* [QUOTED TEXT]
════════════════════

For the Love of Negative Space

April 24, 2023
This is not Rainn Wilson. This is a brush pen and watercolor sketch from a photo of a fair-goer by #earthsworld. Brush pen and watercolor in a 7.75 x 9.75 inch Strathmore 500 Series Mixed Media soft-covered journal. (My favorite commercially bound journal.)

I hear all sorts of things from my journaling students. “How much negative space should I leave on my journal spread?” “How much space should surround my focal point?” “How much text and how much more illustration should I put on my page spread?” “How should I arrange these 5 things on my page spread to ‘even out’ the negative space?” And so on.

First the obvious thing wrong in each of these questions: “should” doesn’t pertain in journaling. You’re in charge. You and your own aesthetic sense. Your style. Your preferences.

Sometimes there are “needs” that are useful to follow compositionally, but there are no shoulds. 

What’s an example of a “need.”

Well I might need to keep a plain background so as to not over confuse the viewer’s eye and draw that eye away from my focal point.

I might need to keep the contrast strong at my focal point to keep the viewer’s eye from drifting away. (I think that’s pretty much a need in any visual page, but that said I’m sure I could come up with at least one instance where it might not be necessary.)

I might need to limit my color palette so I don’t confuse the viewer’s eye with clashing colors.

My point is it’s important to talk about “needs” that are helping you attain goals, rather than wonder and worry about “shoulds.”

What I always tell my design students is that you need to know the rules of good design in order to break them more effectively. And I think that about sums it up.

So when you are composing your journal pages, especially if you’re doing it on the fly while sketching in public, take a moment to think about balance of light and dark (Notan) and how all that will work with the subject on your spread. Take a moment to think about margins and whether you want to leave them or have your art bleed off (extend past) the page edges.

════════════════════

* [GIVEN RECORDS]

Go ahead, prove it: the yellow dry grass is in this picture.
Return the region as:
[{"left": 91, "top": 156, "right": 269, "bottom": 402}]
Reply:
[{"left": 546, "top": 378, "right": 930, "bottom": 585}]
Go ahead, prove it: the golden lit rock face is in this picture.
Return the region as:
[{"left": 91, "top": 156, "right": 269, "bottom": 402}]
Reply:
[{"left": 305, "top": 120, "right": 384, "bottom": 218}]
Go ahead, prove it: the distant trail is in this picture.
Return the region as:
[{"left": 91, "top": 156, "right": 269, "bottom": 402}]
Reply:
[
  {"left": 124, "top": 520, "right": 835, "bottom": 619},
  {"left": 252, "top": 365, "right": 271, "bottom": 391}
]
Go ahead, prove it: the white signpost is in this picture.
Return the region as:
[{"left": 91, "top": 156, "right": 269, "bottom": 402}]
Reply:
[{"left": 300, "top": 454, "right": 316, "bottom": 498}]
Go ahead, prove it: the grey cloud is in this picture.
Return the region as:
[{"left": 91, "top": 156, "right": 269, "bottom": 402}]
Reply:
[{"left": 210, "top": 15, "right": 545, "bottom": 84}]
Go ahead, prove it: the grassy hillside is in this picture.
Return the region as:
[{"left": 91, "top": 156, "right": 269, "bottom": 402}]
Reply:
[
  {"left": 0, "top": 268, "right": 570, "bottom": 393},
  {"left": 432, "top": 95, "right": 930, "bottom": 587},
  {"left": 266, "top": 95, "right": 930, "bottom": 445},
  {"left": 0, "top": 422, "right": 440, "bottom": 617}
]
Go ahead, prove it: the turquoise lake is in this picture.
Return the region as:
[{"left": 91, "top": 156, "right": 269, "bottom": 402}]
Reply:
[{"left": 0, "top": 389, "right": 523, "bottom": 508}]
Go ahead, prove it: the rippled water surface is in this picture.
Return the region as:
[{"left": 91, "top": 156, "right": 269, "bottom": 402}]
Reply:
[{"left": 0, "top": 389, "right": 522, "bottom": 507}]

════════════════════

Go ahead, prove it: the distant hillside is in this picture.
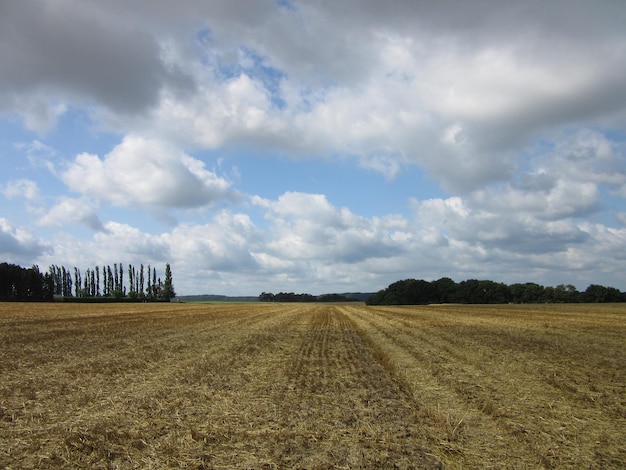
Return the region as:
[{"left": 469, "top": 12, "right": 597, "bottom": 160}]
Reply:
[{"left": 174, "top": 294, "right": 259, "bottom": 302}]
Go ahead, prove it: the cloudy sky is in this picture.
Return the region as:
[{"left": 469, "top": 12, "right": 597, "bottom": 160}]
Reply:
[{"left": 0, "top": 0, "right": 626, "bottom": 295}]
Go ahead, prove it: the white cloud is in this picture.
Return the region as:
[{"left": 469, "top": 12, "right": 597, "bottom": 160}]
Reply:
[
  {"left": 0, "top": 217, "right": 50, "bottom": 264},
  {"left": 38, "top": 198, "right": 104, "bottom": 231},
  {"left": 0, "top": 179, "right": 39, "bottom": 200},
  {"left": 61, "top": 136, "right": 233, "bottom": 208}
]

════════════════════

* [WHAT YOU WILL DO] In the post on negative space, change "watercolor" to "gouache" in the part that opens with the words "April 24, 2023" and closes with "are no shoulds.", and give that part again. The lines above are separate material, unrelated to the post on negative space.

* [RESPONSE TO THE EXERCISE]
April 24, 2023
This is not Rainn Wilson. This is a brush pen and gouache sketch from a photo of a fair-goer by #earthsworld. Brush pen and gouache in a 7.75 x 9.75 inch Strathmore 500 Series Mixed Media soft-covered journal. (My favorite commercially bound journal.)

I hear all sorts of things from my journaling students. “How much negative space should I leave on my journal spread?” “How much space should surround my focal point?” “How much text and how much more illustration should I put on my page spread?” “How should I arrange these 5 things on my page spread to ‘even out’ the negative space?” And so on.

First the obvious thing wrong in each of these questions: “should” doesn’t pertain in journaling. You’re in charge. You and your own aesthetic sense. Your style. Your preferences.

Sometimes there are “needs” that are useful to follow compositionally, but there are no shoulds.